**Goal of the exercise**
What you return must match the records exactly, with every line included.

----- Data extract

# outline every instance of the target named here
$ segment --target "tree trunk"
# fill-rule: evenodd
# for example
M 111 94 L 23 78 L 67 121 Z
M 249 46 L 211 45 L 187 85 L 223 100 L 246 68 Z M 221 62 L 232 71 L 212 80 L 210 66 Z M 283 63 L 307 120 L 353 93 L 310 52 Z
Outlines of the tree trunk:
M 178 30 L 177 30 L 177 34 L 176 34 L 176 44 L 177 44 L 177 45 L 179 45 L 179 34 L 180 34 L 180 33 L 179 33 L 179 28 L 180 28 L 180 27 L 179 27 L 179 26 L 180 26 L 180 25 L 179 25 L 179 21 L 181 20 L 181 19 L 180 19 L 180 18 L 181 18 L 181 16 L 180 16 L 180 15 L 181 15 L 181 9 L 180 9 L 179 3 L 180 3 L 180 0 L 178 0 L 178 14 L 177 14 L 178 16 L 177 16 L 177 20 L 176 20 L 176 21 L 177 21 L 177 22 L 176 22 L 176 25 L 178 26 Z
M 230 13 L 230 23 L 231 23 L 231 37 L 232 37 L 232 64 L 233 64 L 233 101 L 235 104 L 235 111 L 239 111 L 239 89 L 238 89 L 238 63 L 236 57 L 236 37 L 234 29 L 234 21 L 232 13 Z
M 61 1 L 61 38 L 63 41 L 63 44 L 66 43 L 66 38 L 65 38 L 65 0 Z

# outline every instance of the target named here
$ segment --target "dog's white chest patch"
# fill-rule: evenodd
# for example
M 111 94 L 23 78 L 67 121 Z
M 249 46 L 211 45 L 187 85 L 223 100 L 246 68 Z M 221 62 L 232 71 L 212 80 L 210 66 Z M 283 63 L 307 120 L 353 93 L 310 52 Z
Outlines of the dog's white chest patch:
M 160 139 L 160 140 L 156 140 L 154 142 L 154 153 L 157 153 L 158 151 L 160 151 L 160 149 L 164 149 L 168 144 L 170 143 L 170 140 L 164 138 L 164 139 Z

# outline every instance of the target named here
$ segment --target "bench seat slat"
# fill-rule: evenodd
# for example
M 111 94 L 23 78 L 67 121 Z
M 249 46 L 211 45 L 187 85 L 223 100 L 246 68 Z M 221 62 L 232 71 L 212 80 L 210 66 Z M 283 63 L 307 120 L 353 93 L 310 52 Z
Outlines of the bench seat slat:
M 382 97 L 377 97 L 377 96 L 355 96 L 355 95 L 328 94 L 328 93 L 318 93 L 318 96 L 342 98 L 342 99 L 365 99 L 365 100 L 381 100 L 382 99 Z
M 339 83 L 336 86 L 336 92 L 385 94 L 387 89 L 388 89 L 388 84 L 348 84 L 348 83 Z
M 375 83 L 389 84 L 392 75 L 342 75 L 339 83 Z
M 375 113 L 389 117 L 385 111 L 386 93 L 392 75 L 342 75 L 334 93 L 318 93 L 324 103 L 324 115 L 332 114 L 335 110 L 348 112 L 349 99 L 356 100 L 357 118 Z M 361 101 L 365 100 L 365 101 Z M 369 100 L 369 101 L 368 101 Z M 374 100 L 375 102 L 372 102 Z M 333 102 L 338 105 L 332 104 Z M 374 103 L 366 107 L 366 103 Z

----------

**Solution to this problem**
# outline every instance of the target named here
$ segment --target "tree trunk"
# fill-rule: evenodd
# for example
M 111 94 L 23 78 L 67 121 Z
M 249 46 L 211 45 L 187 85 L 223 100 L 246 68 Z M 221 62 L 232 71 L 212 80 L 210 66 Z M 283 63 L 307 120 L 353 93 L 310 52 Z
Outlines of the tree trunk:
M 178 30 L 177 30 L 177 34 L 176 34 L 176 44 L 177 44 L 177 45 L 179 45 L 179 34 L 180 34 L 180 33 L 179 33 L 179 28 L 180 28 L 180 27 L 179 27 L 179 26 L 180 26 L 180 25 L 179 25 L 179 21 L 181 20 L 181 19 L 180 19 L 180 18 L 181 18 L 181 16 L 180 16 L 180 15 L 181 15 L 181 9 L 180 9 L 179 3 L 180 3 L 180 0 L 178 0 L 178 14 L 177 14 L 178 16 L 177 16 L 177 20 L 176 20 L 176 21 L 177 21 L 177 22 L 176 22 L 176 25 L 178 26 Z
M 230 13 L 230 23 L 231 23 L 231 37 L 232 37 L 232 64 L 233 64 L 233 101 L 235 104 L 235 111 L 239 111 L 239 89 L 238 89 L 238 63 L 236 57 L 236 37 L 234 29 L 234 21 L 232 13 Z
M 61 1 L 61 38 L 63 41 L 63 44 L 66 43 L 66 38 L 65 38 L 65 0 Z

# outline every instance of the target named here
$ segment --target "dog's white chest patch"
# fill-rule: evenodd
# for example
M 111 94 L 23 78 L 67 121 Z
M 249 46 L 211 45 L 187 85 L 223 100 L 246 68 Z M 221 62 L 232 71 L 212 80 L 210 66 Z M 283 63 L 307 120 L 353 93 L 310 52 Z
Outlines of the dog's white chest patch:
M 160 139 L 160 140 L 156 140 L 154 142 L 154 153 L 157 153 L 158 151 L 160 151 L 160 149 L 164 149 L 168 144 L 170 143 L 170 140 L 164 138 L 164 139 Z

# outline every instance of the target named here
$ segment --target "bench seat slat"
# fill-rule: evenodd
# for example
M 111 94 L 23 78 L 67 121 Z
M 249 46 L 211 45 L 187 85 L 223 100 L 246 68 Z M 221 62 L 232 71 L 212 80 L 210 66 Z M 283 63 L 307 120 L 353 93 L 310 52 Z
Outlines of the bench seat slat:
M 382 97 L 377 97 L 377 96 L 355 96 L 355 95 L 328 94 L 328 93 L 318 93 L 318 96 L 342 98 L 342 99 L 365 99 L 365 100 L 381 100 L 382 99 Z
M 339 83 L 336 86 L 336 92 L 385 94 L 387 89 L 388 89 L 388 84 L 348 84 L 348 83 Z
M 375 83 L 389 84 L 392 75 L 342 75 L 339 83 Z
M 375 113 L 389 117 L 385 111 L 386 93 L 392 75 L 342 75 L 334 93 L 318 93 L 324 103 L 324 115 L 332 114 L 335 110 L 348 112 L 349 99 L 356 100 L 357 118 Z M 361 101 L 365 100 L 365 101 Z M 369 100 L 369 101 L 368 101 Z M 374 100 L 375 102 L 372 102 Z M 333 102 L 338 105 L 332 104 Z M 374 103 L 366 107 L 366 103 Z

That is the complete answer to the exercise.